Referring expression data:
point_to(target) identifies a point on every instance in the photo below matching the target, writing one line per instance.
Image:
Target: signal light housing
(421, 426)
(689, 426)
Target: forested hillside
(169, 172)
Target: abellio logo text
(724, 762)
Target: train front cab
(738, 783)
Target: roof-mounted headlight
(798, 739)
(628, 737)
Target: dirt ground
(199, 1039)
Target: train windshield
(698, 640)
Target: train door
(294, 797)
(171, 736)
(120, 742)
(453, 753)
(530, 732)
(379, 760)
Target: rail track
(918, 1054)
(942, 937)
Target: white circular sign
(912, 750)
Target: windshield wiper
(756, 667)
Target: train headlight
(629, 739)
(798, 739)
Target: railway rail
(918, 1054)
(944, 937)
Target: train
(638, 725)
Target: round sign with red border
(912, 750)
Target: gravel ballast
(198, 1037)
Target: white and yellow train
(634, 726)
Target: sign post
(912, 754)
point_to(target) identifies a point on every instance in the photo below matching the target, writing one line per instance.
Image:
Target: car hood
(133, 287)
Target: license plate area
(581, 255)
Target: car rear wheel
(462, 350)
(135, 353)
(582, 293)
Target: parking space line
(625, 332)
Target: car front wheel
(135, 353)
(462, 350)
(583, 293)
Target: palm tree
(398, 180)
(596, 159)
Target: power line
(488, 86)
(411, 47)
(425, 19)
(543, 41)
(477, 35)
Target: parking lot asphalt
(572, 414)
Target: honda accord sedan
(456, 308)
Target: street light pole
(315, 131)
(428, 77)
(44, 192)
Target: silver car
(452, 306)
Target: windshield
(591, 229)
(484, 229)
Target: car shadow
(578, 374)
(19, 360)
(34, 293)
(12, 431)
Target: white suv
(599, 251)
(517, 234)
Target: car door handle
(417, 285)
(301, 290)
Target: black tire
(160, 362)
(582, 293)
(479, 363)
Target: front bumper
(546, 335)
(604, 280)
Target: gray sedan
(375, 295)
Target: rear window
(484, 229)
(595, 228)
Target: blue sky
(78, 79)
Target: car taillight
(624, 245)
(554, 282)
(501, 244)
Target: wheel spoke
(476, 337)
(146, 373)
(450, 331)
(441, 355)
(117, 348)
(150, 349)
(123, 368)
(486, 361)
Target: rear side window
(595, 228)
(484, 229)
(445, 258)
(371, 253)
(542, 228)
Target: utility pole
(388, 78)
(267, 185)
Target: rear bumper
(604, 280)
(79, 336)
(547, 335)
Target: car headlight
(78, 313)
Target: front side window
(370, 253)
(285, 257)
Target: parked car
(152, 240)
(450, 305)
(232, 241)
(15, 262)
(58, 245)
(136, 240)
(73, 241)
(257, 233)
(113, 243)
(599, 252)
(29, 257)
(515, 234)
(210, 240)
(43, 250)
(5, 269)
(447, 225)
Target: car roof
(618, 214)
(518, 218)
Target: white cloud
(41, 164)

- _Your objective_:
The entries above should be repeated exactly, every one of them.

- _Exercise answer_:
point_to(target) identifies a point on every instance in the photo below matching the target, writing one line per instance.
Image:
Target: signal light housing
(421, 426)
(689, 426)
Target: forested hillside
(169, 172)
Target: abellio logo text
(724, 762)
Target: train front cab
(738, 783)
Target: roof-mounted headlight
(798, 739)
(628, 737)
Target: dirt ground
(199, 1039)
Target: train windshield
(698, 640)
Target: train door
(294, 797)
(171, 736)
(120, 742)
(453, 753)
(530, 732)
(379, 760)
Target: rail track
(918, 1054)
(942, 937)
Target: white circular sign
(912, 750)
Target: windshield wiper
(756, 667)
Target: train headlight
(629, 739)
(798, 739)
Target: railway rail
(918, 1054)
(944, 937)
Target: train
(638, 725)
Target: round sign with red border
(912, 750)
Target: gravel ballast
(198, 1037)
Target: white and yellow train
(634, 726)
Target: sign post
(912, 754)
point_to(target) identifies a point on every instance in the photo below matching the target, writing one line per instance.
Image:
Target: car hood
(133, 287)
Target: license plate area
(581, 255)
Target: car rear wheel
(462, 350)
(135, 353)
(582, 293)
Target: parking space line
(625, 332)
Target: car front wheel
(135, 353)
(462, 350)
(583, 293)
Target: palm tree
(398, 180)
(596, 159)
Target: power line
(488, 86)
(411, 47)
(425, 19)
(543, 41)
(477, 35)
Target: parking lot asphalt
(572, 414)
Target: honda accord sedan
(456, 308)
Target: street light pole
(315, 131)
(428, 77)
(44, 192)
Target: silver car
(452, 306)
Target: windshield
(591, 229)
(484, 229)
Target: car shadow
(578, 374)
(19, 360)
(34, 293)
(12, 431)
Target: white suv
(599, 251)
(517, 234)
Target: car door handle
(417, 285)
(301, 290)
Target: black tire
(160, 362)
(582, 293)
(479, 363)
Target: front bumper
(546, 335)
(604, 280)
Target: gray sedan
(375, 295)
Target: rear window
(484, 229)
(595, 228)
Target: blue sky
(78, 79)
Target: car taillight
(624, 245)
(554, 282)
(501, 244)
Target: wheel spoke
(476, 337)
(146, 373)
(450, 331)
(441, 355)
(117, 348)
(150, 349)
(123, 368)
(486, 361)
Target: rear side window
(595, 228)
(484, 229)
(445, 258)
(371, 253)
(542, 228)
Target: utility pole
(388, 78)
(267, 185)
Target: rear bumper
(604, 280)
(79, 336)
(547, 335)
Target: car headlight
(78, 313)
Target: front side window
(370, 253)
(285, 257)
Target: parked car
(152, 240)
(450, 305)
(232, 241)
(15, 262)
(58, 245)
(136, 240)
(73, 241)
(257, 233)
(113, 243)
(599, 252)
(29, 257)
(515, 234)
(210, 240)
(43, 250)
(5, 269)
(447, 225)
Target: car roof
(618, 214)
(518, 218)
Target: white cloud
(41, 164)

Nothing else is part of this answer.